Document extract:

# # # # #

MLB: What will TV baseball games look like without fans in the stands?

What will New Yankees and MLB games look like on TV without field sounds and fans in the stands? Here’s a look at what that might look like. This article is taken directly from The Athletic!

John Madden called back Fred Gaudelli on Tuesday with an answer. The veteran executive producer of NBC Sports’ Sunday Night Football had asked his old colleague the previous night how to handle games potentially played in front of no fans, kept away by COVID-19-related restrictions.

The conventional wisdom is that broadcasters, to mimic games of the past, will pipe in artificial crowd noise during the telecast. The Hall of Fame coach and broadcaster’s reply, Gaudelli recounted: Don’t.

“He said, ‘When I first left the coaching profession and went to broadcasting, there was something about it that I just felt was missing and I couldn’t really put my finger on it,’” Gaudelli recalled. “He said, ‘Then I realized that I wasn’t hearing the sound that I had grown accustomed to hearing — as a player and as a coach. I never coached from the box, I coached from the field.’ He said to me, ‘Fred, you’re going to hear things that even you have never heard, so I’d be really trying to figure out how to best capture those sounds, and present them to the audience and not worry as much about artificial sound.’”

Piped-in crowd noise is just one of many options on the table for producing games with no spectators as the major sports eye returning, or in the case of the NFL, starting a new season in the COVID-19 era. The sports that have returned, such as UFC, NASCAR, and to a lesser extent, golf and tennis (exhibitions), have experimented with more audio. And WWE has gone so far as to place up-and-coming wrestlers in seats as fans, with plexiglass between them and the ring.

# # # # #

Records from a dataset
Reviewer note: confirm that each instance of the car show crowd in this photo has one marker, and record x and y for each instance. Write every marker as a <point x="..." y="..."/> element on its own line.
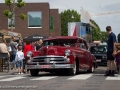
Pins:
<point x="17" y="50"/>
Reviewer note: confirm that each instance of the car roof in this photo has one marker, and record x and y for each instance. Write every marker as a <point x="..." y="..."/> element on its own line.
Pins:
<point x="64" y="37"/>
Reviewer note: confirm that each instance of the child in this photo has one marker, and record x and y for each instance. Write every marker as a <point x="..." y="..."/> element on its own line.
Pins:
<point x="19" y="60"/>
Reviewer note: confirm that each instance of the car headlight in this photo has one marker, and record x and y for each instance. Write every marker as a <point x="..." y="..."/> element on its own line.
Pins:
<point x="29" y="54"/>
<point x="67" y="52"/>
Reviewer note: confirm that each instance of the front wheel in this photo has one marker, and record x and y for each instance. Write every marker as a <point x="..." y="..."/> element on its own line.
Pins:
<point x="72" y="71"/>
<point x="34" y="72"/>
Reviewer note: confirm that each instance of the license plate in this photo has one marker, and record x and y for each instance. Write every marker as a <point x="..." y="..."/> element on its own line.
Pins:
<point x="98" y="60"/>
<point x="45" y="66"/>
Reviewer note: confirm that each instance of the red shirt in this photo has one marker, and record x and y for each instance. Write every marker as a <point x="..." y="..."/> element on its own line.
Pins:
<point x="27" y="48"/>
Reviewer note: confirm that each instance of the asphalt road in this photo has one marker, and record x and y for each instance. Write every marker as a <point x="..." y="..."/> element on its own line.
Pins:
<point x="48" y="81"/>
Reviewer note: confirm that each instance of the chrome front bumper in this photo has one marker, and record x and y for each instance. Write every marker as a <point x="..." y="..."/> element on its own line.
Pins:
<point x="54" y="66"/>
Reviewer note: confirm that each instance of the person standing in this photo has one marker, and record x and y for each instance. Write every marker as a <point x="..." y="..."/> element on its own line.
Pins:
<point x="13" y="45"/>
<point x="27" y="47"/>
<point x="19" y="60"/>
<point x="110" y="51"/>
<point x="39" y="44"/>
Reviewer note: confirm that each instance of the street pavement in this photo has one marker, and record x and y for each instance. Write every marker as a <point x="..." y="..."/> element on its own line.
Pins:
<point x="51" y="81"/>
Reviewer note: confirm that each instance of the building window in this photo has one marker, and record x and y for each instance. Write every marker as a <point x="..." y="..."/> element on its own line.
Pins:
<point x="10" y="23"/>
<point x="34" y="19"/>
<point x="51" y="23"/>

# # # # #

Parts of the exercise:
[1] In the article on televising games without fans, whom did WWE place in its seats as fans?
[2] Continue the article on televising games without fans from the point where it stops.

Outputs by task:
[1] Up-and-coming wrestlers, with plexiglass between them and the ring.

[2]
MLB, which is having ongoing conversations with teams and broadcasters about modifying various aspects of the game presentation with no fans in the ballpark, declined to comment on those talks.

Mark Gross, senior vice president of production at ESPN, which broadcasts MLB and has been televising Korean baseball games, said he couldn’t yet talk in detail about how he would approach the return of the national pastime. (MLB and MLBPA appear no closer to an agreement to return.) But he offered that there are differences between the smaller South Korean baseball stadiums, which typically max out at 30,000 seat capacity, and the larger North American ones. Larger stadiums would echo more with no fans, and perhaps lend themselves to piped-in crowd noise. If there are MLB games, ESPN will experiment with different camera angles, and perhaps station announcers remotely, Gross said.